36Remarqué pour ses actions intégratrices et valorisantes pour la communauté mexicaine de la ville, ainsi que pour le potentiel de rassemblement collectif des fêtes mexicaines, le Musée est sollicité pour participer au dialogue interculturel. Le souhait de la ville et de ses édiles est de stimuler les échanges entre « communautés » et leur connaissance réciproque autour des particularités enrichissantes de la culture mexicaine. En 2006, il obtient la catégorie de « Musée national » (National Museum), malgré la faiblesse de ses collections patrimoniales. Au cours de cette trajectoire, ses publics ont évolué, de même que le rôle et ses objectifs autour de la communauté mexicaine et mexicano-américaine : « To showcase the beauty and richness of Mexican culture by sponsoring events and presenting exhibitions that exemplify the majestic variety of visual and performing arts in the Mexican culture ; to develop, conserve and preserve a significant permanent collection of Mexican art ; to encourage the professional development of Mexican artists ; and, to offer arts-education programs (National Museum of Mexican Art, s.d.) ».

37La négociation des notions d’autochtonie, de « métissage national mexicain » ; ses contributions au « modelage » des identités « ethniques » et à la connaissance multiculturelle vont petit à petit opérer une transition entre le pluriculturalisme à la mexicaine et le multiculturalisme états-unien [Davalos, 2001 ; Dancette, 2012-2013].

38À partir de son accession au statut de Musée national (2006) et des financements octroyés par la ville de Chicago et d’un cercle de donateurs privés, une part importante de sa mission va être de faire connaître un « patrimoine minoritaire interculturel » : celui de la communauté mexicano-américaine, de son apport enrichissant la diversité des expressions des minorités composant la ville, de sa contribution au « mieux vivre » à Chicago. Les questions d’éducation des enfants par des actions culturelles spécifiques deviennent centrales, la gratuité d’entrée est instituée pour tous les publics. Le but est en particulier d’entamer une meilleure connaissance entre les Mexicanos-Américains et les Afro-Américains qui entretiennent des relations tendues dans l’espace urbain, une ligne de conflit territorial étant située dans les limites de Pilsen (18th street). Une exposition de 2006, The African Presence in Mexico, scelle ce « pari transnational » du Musée (pour reprendre les termes de Castellano, [2011]). Elle contribue à la connaissance de l’histoire métissée mexicaine en redonnant une place aux racines africaines dans le peuplement colonial. Dans le même temps, cela permet de donner des gages de bonne entente avec les Afro-Américains dans l’espace états-unien. Cette exposition a donné lieu à un dialogue civique accompagné des édiles de la ville le 7 avril 2006, dont l’invité était le sénateur de l’Illinois, Barack Obama, dont on connaît la destinée ultérieure ! [Castellano, 2011, p. 196]. Cette mise en lumière stratégique va permettre l’obtention de programmes de crédits axés sur le développement des échanges constructifs entre les deux communautés de même qu’une représentation politique de leurs intérêts légitimes. « Les musées démontrent de cette manière qu’ils contribuent à l’harmonisation des conflits identitaires, et qu’ils participent au changement des processus hégémoniques » [Ibid.].

________________________

▸ **ÉNONCÉ ÉCRIT**
Recopiez mot pour mot, s’il vous plaît, le segment du passage du texte allant de « 37La négociation des » jusqu’à « 2001 ; Dancette, 2012-2013]. ». Les lignes n’interviennent en rien dans ce travail.

________________________

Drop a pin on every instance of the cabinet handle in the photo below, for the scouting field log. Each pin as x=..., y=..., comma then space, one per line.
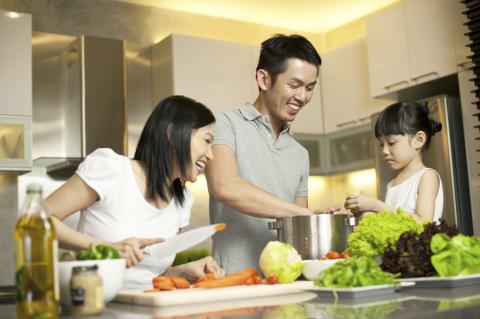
x=388, y=87
x=425, y=75
x=361, y=119
x=346, y=123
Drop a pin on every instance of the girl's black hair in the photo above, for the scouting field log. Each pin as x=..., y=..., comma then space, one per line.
x=166, y=138
x=406, y=118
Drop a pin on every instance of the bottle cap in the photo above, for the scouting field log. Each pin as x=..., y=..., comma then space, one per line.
x=34, y=188
x=79, y=269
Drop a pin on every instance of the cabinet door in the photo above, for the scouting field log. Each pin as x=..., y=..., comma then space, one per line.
x=430, y=39
x=217, y=73
x=346, y=89
x=339, y=89
x=15, y=64
x=365, y=103
x=388, y=60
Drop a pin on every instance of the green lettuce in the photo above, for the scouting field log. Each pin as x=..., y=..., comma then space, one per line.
x=459, y=255
x=281, y=260
x=377, y=231
x=354, y=272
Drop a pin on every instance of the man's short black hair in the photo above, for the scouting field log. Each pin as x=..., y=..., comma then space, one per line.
x=278, y=49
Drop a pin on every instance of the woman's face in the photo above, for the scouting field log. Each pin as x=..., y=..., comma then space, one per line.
x=201, y=150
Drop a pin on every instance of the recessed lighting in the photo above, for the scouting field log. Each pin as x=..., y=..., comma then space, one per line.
x=13, y=15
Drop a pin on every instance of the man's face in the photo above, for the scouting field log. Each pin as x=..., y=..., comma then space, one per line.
x=292, y=90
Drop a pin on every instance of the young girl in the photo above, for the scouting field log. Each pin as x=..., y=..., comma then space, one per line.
x=133, y=203
x=404, y=130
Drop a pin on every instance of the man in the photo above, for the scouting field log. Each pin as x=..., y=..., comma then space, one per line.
x=258, y=170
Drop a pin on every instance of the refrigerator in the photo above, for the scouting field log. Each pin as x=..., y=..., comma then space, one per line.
x=446, y=155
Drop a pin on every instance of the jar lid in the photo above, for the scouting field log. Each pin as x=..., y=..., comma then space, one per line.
x=79, y=269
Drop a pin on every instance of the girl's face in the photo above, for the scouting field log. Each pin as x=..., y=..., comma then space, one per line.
x=399, y=150
x=200, y=150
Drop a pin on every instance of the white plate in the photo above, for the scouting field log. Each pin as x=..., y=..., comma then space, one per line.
x=359, y=292
x=444, y=282
x=314, y=267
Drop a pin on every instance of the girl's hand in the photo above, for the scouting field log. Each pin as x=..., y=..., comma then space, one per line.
x=131, y=248
x=361, y=203
x=196, y=269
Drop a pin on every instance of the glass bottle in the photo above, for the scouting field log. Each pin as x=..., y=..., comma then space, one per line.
x=36, y=259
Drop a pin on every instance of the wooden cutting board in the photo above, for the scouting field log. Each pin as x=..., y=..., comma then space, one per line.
x=202, y=295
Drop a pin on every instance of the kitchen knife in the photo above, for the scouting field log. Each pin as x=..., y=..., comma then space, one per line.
x=154, y=253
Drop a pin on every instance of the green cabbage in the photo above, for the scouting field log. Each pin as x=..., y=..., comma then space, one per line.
x=376, y=231
x=281, y=260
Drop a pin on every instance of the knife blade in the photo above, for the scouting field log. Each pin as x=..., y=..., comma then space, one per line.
x=154, y=253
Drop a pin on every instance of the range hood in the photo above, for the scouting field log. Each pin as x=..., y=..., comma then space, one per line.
x=79, y=101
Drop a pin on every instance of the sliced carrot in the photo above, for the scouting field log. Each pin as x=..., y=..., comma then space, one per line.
x=239, y=278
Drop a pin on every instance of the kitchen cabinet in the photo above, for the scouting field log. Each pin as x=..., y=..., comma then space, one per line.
x=220, y=74
x=15, y=64
x=413, y=42
x=15, y=91
x=471, y=129
x=345, y=87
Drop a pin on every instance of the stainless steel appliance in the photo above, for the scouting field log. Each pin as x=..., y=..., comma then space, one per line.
x=314, y=235
x=446, y=155
x=78, y=98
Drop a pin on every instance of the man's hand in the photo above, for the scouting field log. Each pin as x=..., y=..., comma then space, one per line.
x=329, y=210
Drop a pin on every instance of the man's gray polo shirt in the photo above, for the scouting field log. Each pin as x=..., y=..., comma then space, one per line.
x=279, y=167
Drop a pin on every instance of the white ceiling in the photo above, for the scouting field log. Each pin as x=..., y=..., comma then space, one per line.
x=314, y=16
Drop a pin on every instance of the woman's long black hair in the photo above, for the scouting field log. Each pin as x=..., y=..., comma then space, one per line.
x=406, y=118
x=166, y=138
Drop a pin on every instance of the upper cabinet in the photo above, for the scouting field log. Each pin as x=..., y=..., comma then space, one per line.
x=15, y=64
x=345, y=87
x=15, y=91
x=414, y=42
x=219, y=74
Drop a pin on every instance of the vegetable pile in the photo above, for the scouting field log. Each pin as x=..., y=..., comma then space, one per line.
x=282, y=261
x=459, y=255
x=190, y=255
x=354, y=272
x=94, y=252
x=410, y=256
x=377, y=231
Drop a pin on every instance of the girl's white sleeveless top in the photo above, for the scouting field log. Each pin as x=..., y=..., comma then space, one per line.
x=404, y=195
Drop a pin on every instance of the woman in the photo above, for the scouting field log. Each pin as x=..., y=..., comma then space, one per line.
x=133, y=203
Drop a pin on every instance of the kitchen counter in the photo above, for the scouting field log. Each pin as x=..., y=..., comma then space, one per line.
x=409, y=303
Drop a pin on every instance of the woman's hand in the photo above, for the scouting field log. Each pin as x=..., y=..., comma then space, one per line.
x=196, y=269
x=131, y=248
x=361, y=203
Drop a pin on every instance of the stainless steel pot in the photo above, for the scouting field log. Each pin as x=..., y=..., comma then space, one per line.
x=314, y=235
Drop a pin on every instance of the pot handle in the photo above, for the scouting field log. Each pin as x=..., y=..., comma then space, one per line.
x=275, y=225
x=351, y=221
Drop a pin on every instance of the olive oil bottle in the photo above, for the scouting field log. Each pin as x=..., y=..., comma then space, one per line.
x=36, y=259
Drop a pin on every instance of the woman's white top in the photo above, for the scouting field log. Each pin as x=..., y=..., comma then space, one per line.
x=123, y=212
x=404, y=195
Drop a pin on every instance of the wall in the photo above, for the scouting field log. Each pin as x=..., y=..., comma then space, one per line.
x=134, y=23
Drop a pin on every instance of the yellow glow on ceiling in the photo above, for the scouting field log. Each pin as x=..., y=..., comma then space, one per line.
x=314, y=16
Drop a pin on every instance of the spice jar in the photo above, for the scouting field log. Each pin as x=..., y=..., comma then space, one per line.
x=86, y=290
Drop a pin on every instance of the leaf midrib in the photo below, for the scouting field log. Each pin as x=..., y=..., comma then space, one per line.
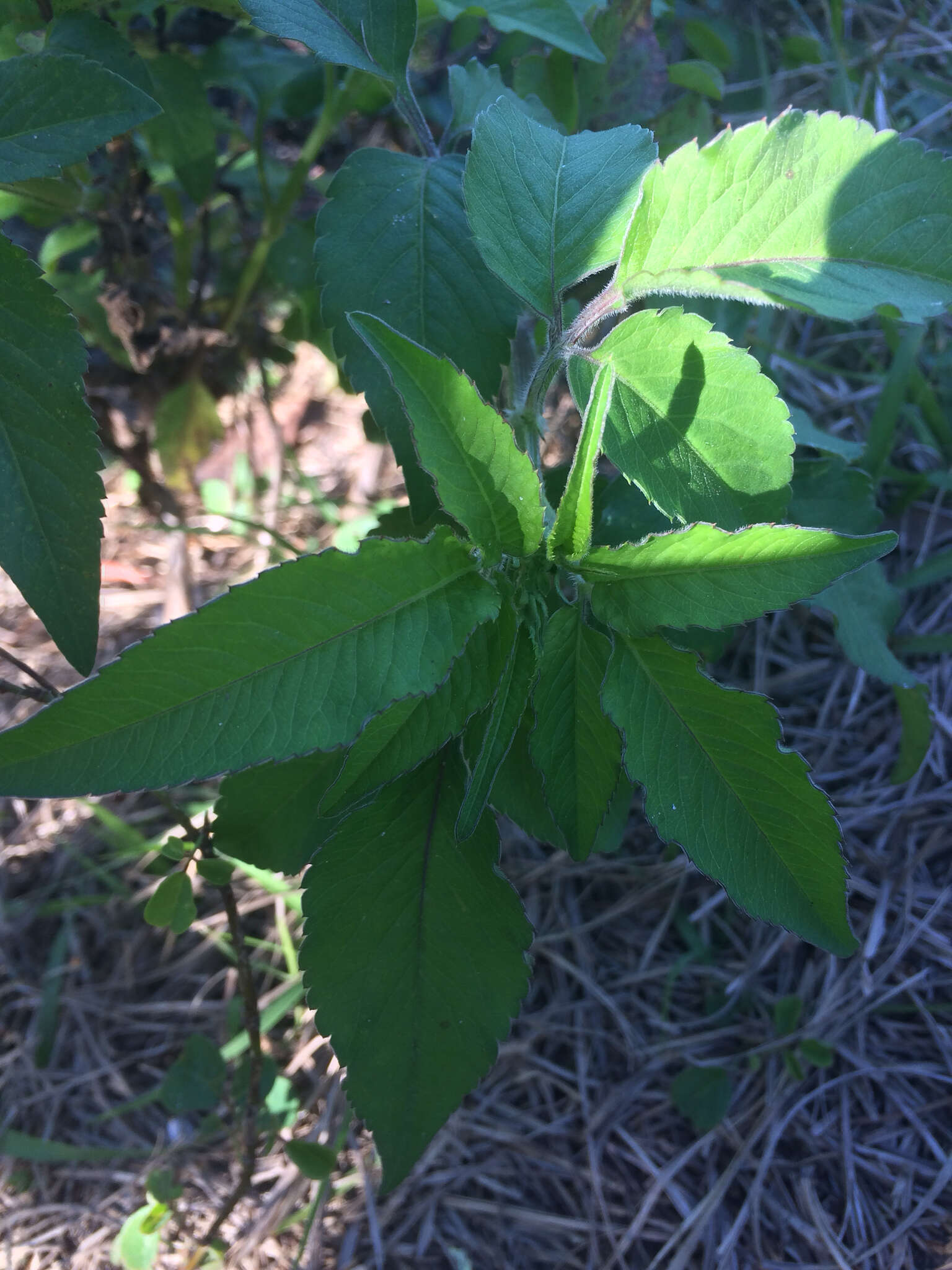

________________________

▸ **CORRIGÉ**
37La négociation des notions d’autochtonie, de « métissage national mexicain » ; ses contributions au « modelage » des identités « ethniques » et à la connaissance multiculturelle vont petit à petit opérer une transition entre le pluriculturalisme à la mexicaine et le multiculturalisme états-unien [Davalos, 2001 ; Dancette, 2012-2013].